── EXTRACT TO READ

So, today when I checked them 24 hours later, I discovered that the freezer was once again acting like a freezer, and I have two big mouth bubblers containing 5 gallons each of frozen wort and slurry.
Not optimistic that the yeast will be alive when the wort thaws. I am going to try to obtain a growler of slurry of lager yeast from one of the three local breweries that brew lagers here in town for insurance tomorrow. I know all three head brewers, its just a matter of if any of them has some lager yeast slurry available.
I froze a keg of beer once. Took my kegerator to a site where the brew club was serving the following day, so 4 of us could serve beer (it holds 4). Wanted it there in advance so we could just set up the other guys with all the hardware in place the next day. Mine, already in there.
Not sure who, but someone knocked the thermocouple out of the unit and the next day my beer was solid as a rock. I was not a happy camper…
my nightmare is somehow spilling an entire 5 gallons of either wort or beer on say the kitchen floor or any indoor floor. can you imagine the reaction of say a SWMBO to that?
That’s why you stay calm and quiet when they back through the garage door. Buy another door and consider it sufficient ammo for later. Like a “get out of jail free” card.
It is taking a loooong time for these blocks of ice to thaw. I forgot I had to go to a funeral service this afternoon, so I didn’t collect any slurry. I did go through my yeasts stored in the keezer and found one lone packet of Diamond lager.
I lifted the Big Mouths out of the freezer and placed them on a table to speed up the thaw. One of them has some wort leaked, but I could find know cracks, which makes me think it came from the gasket seal of the spigot. I tightened it up, stopped the leaks thus far.

────
── MATERIAL SUPPLIED

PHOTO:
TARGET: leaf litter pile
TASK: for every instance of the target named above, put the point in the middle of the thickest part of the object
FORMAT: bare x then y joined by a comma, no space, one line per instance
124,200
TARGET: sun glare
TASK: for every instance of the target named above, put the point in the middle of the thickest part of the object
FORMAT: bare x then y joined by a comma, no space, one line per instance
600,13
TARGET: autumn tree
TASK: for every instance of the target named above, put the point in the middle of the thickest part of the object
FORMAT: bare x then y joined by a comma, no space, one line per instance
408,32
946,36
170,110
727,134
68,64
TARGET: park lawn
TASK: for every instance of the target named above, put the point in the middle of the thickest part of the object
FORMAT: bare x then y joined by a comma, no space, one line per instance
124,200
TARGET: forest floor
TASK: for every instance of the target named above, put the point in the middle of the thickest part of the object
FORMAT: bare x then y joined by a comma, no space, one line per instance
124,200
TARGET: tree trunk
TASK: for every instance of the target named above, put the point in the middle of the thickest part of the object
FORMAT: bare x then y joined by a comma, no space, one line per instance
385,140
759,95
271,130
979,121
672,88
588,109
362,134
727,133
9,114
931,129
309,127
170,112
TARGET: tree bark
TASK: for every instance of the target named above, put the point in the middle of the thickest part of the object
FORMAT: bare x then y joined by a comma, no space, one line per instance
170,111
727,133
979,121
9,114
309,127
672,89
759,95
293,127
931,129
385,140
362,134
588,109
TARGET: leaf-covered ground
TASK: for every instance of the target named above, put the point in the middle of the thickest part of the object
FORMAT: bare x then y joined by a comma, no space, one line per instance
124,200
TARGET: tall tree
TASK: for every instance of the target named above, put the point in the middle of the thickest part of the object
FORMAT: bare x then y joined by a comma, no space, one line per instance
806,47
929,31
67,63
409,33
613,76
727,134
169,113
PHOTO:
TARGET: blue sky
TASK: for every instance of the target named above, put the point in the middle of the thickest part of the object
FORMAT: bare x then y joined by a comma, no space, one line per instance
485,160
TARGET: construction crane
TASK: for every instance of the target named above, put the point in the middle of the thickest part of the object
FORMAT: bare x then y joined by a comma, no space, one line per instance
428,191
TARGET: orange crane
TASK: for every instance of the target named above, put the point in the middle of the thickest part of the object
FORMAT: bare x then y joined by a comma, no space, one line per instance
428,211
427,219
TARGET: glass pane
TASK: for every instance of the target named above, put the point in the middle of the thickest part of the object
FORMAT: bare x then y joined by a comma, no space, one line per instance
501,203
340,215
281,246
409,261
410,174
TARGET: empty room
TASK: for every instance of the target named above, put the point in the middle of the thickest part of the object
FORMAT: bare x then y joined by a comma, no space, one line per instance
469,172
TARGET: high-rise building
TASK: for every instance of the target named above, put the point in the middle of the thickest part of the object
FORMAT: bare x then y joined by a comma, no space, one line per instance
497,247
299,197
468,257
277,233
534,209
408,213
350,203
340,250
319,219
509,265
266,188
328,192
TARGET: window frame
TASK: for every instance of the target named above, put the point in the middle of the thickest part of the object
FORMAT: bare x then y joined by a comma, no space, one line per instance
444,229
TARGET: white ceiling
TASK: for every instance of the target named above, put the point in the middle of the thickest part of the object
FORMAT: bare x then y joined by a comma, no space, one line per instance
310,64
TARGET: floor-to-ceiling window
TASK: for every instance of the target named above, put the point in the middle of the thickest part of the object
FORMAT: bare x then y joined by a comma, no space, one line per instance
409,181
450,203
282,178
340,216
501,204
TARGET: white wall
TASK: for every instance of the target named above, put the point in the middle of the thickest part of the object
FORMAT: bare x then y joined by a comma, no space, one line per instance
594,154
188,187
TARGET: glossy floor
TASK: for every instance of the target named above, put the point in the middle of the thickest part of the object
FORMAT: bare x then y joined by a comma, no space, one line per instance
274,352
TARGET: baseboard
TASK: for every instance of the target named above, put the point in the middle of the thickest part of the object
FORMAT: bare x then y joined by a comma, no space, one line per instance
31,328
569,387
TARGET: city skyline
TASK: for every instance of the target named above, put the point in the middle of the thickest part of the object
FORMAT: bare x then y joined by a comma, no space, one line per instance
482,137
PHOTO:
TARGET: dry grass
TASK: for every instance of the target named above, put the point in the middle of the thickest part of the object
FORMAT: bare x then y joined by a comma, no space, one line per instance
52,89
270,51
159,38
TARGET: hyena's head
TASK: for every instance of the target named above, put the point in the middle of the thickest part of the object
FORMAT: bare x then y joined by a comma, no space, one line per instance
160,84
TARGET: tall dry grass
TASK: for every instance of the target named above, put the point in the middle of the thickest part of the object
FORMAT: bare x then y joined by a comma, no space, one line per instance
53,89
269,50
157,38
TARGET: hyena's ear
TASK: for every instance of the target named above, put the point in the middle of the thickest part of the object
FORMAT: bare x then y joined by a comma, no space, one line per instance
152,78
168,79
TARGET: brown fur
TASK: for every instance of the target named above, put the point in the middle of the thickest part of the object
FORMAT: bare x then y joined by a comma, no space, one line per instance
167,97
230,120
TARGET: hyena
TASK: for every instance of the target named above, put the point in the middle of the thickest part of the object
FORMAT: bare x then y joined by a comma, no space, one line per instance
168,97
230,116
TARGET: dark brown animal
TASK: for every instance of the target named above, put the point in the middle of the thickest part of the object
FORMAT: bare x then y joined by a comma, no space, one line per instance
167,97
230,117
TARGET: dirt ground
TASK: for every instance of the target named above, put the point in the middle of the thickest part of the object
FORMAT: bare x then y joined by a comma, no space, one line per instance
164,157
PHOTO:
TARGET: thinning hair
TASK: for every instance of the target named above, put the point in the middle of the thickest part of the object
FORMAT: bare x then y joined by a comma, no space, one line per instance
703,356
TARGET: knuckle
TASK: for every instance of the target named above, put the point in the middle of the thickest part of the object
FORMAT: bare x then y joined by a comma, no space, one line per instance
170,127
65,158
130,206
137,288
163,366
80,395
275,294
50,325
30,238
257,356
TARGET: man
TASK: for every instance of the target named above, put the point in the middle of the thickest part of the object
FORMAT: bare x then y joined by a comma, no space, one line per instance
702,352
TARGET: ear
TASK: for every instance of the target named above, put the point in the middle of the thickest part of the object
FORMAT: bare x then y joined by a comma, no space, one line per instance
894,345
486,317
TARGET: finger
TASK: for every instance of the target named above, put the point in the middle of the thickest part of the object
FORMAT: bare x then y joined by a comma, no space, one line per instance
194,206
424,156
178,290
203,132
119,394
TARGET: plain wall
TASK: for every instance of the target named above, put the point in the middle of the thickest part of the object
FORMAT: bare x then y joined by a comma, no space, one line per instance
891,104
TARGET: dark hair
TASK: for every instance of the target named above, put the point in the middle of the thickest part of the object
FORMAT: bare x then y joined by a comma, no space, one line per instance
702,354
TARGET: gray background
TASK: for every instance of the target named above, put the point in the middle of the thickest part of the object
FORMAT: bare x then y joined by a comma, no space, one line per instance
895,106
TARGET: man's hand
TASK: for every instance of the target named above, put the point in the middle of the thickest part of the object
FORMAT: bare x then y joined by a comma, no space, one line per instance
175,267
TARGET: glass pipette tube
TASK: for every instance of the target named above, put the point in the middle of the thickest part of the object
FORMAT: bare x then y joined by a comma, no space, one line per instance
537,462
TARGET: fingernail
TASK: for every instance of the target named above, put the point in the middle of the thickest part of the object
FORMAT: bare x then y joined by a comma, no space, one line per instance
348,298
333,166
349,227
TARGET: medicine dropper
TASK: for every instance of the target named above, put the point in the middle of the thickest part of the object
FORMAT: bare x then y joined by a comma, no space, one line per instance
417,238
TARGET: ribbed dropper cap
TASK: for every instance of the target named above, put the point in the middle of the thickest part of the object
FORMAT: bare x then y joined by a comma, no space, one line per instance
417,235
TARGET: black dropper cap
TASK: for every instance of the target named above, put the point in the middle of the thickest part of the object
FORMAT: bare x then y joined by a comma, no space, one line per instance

────
── MATERIAL SUPPLIED

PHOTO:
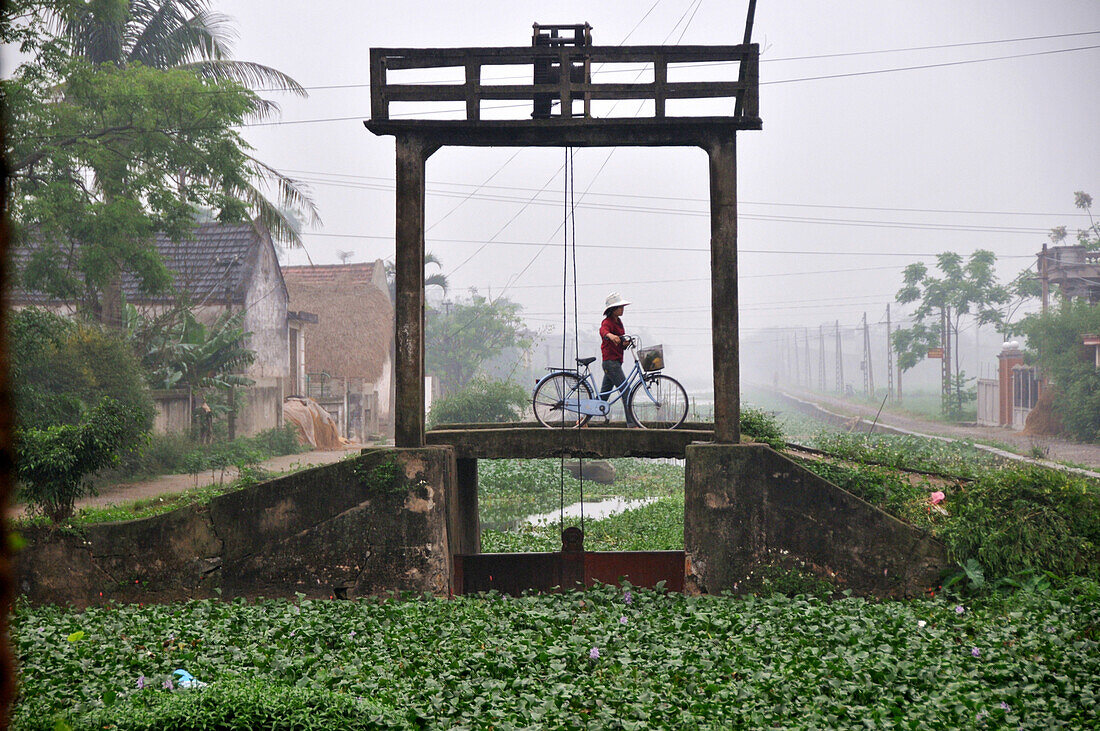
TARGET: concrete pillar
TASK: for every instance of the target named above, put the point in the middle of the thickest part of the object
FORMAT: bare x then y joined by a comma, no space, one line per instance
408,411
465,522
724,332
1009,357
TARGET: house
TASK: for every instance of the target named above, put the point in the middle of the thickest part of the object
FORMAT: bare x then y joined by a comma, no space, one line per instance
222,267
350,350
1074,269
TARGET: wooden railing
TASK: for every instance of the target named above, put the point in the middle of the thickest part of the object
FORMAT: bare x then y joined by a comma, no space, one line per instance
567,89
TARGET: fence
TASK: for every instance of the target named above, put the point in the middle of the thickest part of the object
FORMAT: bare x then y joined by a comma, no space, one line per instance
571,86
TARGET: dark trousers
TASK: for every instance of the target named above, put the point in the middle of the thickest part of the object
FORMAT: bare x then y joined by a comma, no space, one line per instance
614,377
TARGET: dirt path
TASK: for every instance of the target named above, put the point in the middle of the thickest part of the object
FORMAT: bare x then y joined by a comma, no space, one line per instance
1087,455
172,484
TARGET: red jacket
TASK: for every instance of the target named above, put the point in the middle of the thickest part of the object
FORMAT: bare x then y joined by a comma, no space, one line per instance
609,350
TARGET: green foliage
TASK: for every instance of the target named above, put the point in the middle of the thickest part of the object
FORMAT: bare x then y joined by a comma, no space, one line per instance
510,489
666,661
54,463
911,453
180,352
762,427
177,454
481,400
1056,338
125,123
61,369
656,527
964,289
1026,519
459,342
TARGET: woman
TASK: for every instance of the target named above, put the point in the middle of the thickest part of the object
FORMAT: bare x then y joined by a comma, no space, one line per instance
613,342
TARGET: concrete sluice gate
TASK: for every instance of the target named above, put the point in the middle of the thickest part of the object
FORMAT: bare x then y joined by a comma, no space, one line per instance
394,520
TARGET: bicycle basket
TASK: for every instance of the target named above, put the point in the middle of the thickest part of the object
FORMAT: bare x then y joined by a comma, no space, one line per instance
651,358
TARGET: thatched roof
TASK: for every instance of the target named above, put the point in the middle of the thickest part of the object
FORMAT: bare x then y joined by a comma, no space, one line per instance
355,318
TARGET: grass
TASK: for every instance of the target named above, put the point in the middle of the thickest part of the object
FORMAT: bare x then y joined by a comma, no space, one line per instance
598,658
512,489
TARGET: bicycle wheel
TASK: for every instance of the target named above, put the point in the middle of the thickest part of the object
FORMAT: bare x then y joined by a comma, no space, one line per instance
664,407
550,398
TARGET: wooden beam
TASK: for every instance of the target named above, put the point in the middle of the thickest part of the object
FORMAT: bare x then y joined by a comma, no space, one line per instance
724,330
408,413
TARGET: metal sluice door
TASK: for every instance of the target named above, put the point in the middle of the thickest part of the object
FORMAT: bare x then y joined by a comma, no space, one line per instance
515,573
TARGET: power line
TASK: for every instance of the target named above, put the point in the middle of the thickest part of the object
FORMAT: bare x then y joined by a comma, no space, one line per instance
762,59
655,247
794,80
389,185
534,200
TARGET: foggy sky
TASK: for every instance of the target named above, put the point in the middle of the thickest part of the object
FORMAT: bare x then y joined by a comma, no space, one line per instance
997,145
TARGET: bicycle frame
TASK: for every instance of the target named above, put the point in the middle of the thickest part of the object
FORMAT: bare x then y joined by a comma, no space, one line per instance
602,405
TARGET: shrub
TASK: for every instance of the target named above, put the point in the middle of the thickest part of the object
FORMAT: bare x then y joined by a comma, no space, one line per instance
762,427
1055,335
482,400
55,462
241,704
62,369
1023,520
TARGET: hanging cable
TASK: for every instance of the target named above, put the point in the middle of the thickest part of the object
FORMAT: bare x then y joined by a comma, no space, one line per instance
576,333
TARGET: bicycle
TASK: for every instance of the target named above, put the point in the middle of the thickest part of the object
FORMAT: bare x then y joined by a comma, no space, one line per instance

────

▶ **WHAT TO WORK ON**:
**a.** Answer these from the account of the frozen wort, one line each:
(i) How many gallons does each big mouth bubbler contain?
(ii) How many kegs does the kegerator hold?
(iii) What did the search of the yeasts stored in the keezer turn up?
**b.** Please edit the account of the frozen wort: write it out from "So, today when" up to and including "already in there.", with "growler" changed to "jug".

▶ **ANSWERS TO THE EXERCISE**:
**a.**
(i) 5 gallons
(ii) 4
(iii) One lone packet of Diamond lager

**b.**
So, today when I checked them 24 hours later, I discovered that the freezer was once again acting like a freezer, and I have two big mouth bubblers containing 5 gallons each of frozen wort and slurry.
Not optimistic that the yeast will be alive when the wort thaws. I am going to try to obtain a jug of slurry of lager yeast from one of the three local breweries that brew lagers here in town for insurance tomorrow. I know all three head brewers, its just a matter of if any of them has some lager yeast slurry available.
I froze a keg of beer once. Took my kegerator to a site where the brew club was serving the following day, so 4 of us could serve beer (it holds 4). Wanted it there in advance so we could just set up the other guys with all the hardware in place the next day. Mine, already in there.